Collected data
⁂

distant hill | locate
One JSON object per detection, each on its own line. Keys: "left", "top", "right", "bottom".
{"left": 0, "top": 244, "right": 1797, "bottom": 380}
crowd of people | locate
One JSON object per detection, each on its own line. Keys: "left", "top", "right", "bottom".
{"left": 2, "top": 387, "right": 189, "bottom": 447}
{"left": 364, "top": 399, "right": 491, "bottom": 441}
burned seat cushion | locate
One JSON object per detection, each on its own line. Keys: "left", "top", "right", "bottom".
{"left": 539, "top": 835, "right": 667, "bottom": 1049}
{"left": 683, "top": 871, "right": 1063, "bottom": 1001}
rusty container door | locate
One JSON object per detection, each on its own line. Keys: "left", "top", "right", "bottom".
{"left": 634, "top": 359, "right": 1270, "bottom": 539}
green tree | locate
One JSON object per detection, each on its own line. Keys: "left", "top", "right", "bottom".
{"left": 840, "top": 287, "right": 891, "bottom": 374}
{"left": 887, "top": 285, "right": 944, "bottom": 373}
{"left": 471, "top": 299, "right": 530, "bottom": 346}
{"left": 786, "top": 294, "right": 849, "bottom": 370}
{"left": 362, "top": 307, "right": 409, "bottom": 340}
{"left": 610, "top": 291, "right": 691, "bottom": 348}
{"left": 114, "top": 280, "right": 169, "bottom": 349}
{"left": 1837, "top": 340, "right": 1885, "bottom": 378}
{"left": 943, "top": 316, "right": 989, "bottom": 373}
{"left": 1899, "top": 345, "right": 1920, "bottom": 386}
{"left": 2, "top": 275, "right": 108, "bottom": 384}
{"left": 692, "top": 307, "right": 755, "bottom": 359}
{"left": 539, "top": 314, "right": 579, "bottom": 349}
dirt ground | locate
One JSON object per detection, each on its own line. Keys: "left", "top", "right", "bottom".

⁂

● **TASK INSTRUCTIONS**:
Identify each line in the records above that contains the word "locate", and copy it out in full.

● **ANSWER TO THIS PROBLEM**:
distant hill | locate
crowd of people | locate
burned seat cushion | locate
rusty container door | locate
green tree | locate
dirt ground | locate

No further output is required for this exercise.